Donnerstag, September 19

Kantinen sind längst keine grauen Verpflegungsanstalten mehr, sondern oft professionell geführte Betriebsrestaurants. Viele stehen auch der Öffentlichkeit zur Verfügung – und bieten Abwechslung zum kleinen Preis.

Ganz früher waren Kantinen noch Orte, in denen niemand gern länger als notwendig verweilte. Man schöpfte sein Essen, in den Fünfzigern und Sechzigern des letzten Jahrhunderts, gern noch aus grossen Schüsseln, und war froh, wenn man wieder zurück an den Arbeitsplatz konnte. Auch heute noch sparen manche Firmen an den Zuschüssen, die sie den Kantinenbetreibern zahlen und geben sich mit dem Billigsten zufrieden. Andere haben den hauseigenen Verpflegungsservice gleich ganz eingestellt und vertrauen darauf, dass sich die Mitarbeiter selbst um ihre Verpflegung kümmern.

Doch immer mehr Unternehmen merken, dass gutes Essen eine wichtige Motivation und gleichzeitig ein Argument sein kann, um neue Kräfte zu gewinnen. Die Veränderung geschah über die letzten Jahre hinweg und hatte auch mit den Gedanken der Nachhaltigkeit zu tun. Weil die Nachfrage nach vitaminreichem und hochwertigem Essen gestiegen war, genügt das Schnitzel-Pommes-frites-Angebot von einst nicht mehr.

Die Kantine als Ziel für anspruchsvolle Esser

Wie Kantinen aussehen können, zeigt beispielsweise die Vector GmbH in Stuttgart. Das Unternehmen will seinen Mitarbeitern was bieten und hat mit einem Tochterunternehmen der «Traube Tonbach» einen ebenbürtigen Partner gefunden. Schickes Ambiente, hochwertige Speisen, hausgemachte Delikatessen zum Mitnehmen – in der «CANtine» gibt es zwar kein Essen auf Drei-Sterne-Niveau, aber doch weitaus spannendere Speisen als in so manchem echten Restaurant.

In der Deutschschweiz betreiben die Schweizer Gastronomie- und Hotellerieunternehmen ZFV und die SV Group zahlreiche Kantinen – was mitnichten heisst, dass es überall das gleiche Angebot gäbe. Aber viele kann man sich merken. Die Kantine der UBS gilt als eines der besten Firmenlokale Zürichs, weil sie neben einem saisonalen Salatbuffet und regionalen Schweizer Klassikern internationale Abwechslung beschert. In der ZHAW-Mensa Grüntal stehen beispielsweise Gemüsepaella und Cipollata-Spiess mit Spätzli auf der Karte. Und ins Winterthurer Restaurant Pionier kehren Gäste oft der frisch gekochten Pasta wegen ein.

### EINTRÄGE:
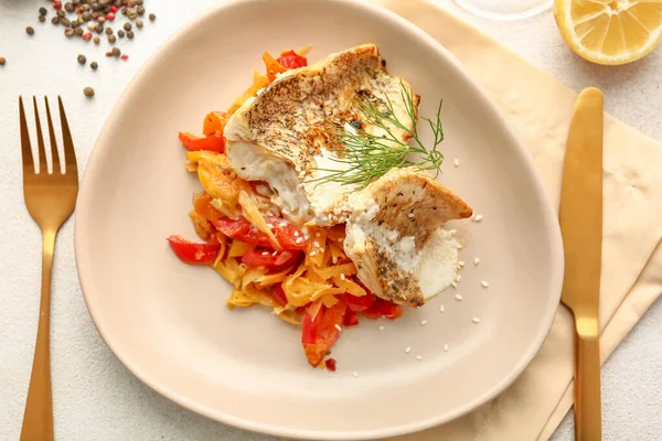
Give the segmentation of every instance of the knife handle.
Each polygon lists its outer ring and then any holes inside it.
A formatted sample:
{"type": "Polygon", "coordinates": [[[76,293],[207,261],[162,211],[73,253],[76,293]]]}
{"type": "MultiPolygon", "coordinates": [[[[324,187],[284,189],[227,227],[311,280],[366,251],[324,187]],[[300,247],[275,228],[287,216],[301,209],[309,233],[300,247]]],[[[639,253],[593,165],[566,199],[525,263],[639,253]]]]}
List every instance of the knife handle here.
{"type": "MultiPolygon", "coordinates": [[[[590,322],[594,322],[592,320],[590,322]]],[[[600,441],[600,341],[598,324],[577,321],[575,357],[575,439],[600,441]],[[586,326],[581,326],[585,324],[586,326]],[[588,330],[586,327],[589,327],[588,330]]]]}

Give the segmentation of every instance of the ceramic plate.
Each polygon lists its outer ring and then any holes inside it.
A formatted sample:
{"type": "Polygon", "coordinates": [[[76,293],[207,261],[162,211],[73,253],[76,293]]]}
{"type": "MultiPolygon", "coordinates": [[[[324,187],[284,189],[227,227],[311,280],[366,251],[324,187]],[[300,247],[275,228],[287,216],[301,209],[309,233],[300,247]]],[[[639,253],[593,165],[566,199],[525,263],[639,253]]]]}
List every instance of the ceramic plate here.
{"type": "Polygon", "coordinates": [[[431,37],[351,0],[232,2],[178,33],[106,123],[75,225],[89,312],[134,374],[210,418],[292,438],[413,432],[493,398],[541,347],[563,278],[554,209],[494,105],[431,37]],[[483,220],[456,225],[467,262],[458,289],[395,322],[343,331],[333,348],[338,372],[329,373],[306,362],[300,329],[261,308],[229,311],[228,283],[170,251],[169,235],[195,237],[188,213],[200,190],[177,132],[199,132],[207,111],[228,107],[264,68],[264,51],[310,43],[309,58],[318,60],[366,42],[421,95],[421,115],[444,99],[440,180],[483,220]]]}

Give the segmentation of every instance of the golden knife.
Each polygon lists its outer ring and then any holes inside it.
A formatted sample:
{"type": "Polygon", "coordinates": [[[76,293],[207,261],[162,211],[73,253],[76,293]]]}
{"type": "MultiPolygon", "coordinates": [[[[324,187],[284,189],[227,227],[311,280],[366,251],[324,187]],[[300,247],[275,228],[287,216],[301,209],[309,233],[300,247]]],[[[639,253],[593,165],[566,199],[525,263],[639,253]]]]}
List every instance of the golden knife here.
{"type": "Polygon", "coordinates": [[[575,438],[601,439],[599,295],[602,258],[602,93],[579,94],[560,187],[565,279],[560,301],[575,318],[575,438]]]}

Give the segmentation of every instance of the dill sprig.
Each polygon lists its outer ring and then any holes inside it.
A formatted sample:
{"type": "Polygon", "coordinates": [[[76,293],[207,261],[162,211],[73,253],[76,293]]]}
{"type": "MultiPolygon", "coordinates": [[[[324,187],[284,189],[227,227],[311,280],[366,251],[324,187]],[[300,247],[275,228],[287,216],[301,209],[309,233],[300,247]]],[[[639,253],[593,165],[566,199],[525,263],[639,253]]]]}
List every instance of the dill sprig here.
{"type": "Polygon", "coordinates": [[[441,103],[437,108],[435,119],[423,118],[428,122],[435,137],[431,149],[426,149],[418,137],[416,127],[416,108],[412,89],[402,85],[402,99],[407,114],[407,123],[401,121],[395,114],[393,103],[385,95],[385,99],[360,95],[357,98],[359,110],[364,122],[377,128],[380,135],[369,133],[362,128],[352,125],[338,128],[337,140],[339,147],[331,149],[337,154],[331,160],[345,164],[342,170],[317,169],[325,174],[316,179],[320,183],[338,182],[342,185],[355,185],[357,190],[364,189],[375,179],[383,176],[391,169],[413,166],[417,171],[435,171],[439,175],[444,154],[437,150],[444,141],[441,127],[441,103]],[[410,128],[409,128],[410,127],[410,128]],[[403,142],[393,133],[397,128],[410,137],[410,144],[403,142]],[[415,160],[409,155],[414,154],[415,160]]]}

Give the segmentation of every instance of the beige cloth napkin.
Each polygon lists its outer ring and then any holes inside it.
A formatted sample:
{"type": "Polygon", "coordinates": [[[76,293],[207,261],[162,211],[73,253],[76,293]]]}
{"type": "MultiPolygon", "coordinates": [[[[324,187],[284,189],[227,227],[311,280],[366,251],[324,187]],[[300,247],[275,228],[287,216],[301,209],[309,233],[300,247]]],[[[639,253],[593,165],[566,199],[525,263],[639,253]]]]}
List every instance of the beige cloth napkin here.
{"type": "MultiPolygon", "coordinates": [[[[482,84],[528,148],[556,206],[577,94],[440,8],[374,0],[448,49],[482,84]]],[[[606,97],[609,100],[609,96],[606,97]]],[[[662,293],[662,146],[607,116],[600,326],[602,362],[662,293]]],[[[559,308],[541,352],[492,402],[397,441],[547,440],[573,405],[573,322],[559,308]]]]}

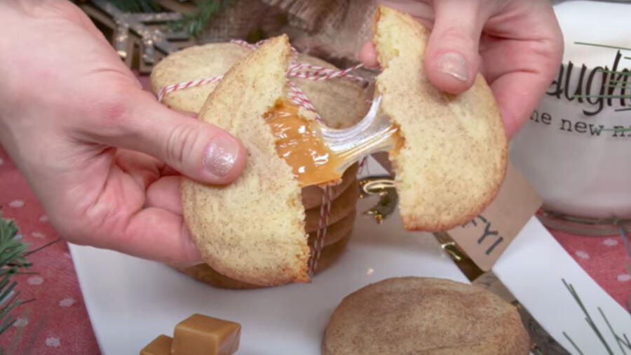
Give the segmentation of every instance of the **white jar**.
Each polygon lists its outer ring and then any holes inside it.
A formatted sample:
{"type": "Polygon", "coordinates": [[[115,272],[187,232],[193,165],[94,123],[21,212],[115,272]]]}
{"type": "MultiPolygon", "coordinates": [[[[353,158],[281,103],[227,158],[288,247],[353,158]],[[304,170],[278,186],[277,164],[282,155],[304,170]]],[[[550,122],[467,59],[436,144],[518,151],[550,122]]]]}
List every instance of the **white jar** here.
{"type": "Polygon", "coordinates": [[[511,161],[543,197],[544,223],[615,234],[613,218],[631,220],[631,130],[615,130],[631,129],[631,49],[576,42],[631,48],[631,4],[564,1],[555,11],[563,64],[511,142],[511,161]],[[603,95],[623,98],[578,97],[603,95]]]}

### AUFGABEN:
1 - Zähle alle konkreten Kantinen und Lokale auf, die der Text über Kantinen als Beispiele anführt.
2 - Schreibe den Text über Kantinen ab seinem letzten Satz weiter.
Die Einträge sind eigenständiges Material und gehören nicht zum Text über Kantinen.

### ERGEBNISSE:
1 - Die «CANtine» der Vector GmbH in Stuttgart, die Kantine der UBS, die ZHAW-Mensa Grüntal und das Winterthurer Restaurant Pionier.

2 -
Zu den herausragenden Kantinen gehört auch das «Culinarium» von Julius Bär in Altstetten, wo man Klassisches ebenso bestellen kann wie Modernes wie eine Poké Bowl. Und warum nicht mal zu einem Burger de luxe (oder einem mit Paneer-Käse) ins «Food Lab» der ETH? Das Restaurant von PWC ist mir ebenfalls schon sehr positiv aufgefallen – ich sage nur: Wähenbuffet! Und zu den ungewöhnlichsten Kantinen gehört sicher die namens «Fliegertreff» im Flugplatzkommando Meiringen – die befindet sich direkt am Flughafen.

Museen, Spitäler und grosse Unternehmen

Einen ausgezeichneten Ruf für frisches, abwechslunsgreiches Essen besitzt auch die «F+F Kantine» der Schule für Kunst und Design. Und dann wären da ja noch die grossen Unternehmen, die Catering nicht an externe Firmen vergeben, sondern in Eigeninitiative anbieten – für Mitarbeiter wie für Externe. Das Basler Unternehmen Roche etwa hat mit Tavero eine eigene Tochterfirma ins Leben gerufen, welche etwa die Gastronomie im Tinguely-Museum bestückt – und das nicht nur am Mittag, sondern beispielsweise auch am Donnerstagabend.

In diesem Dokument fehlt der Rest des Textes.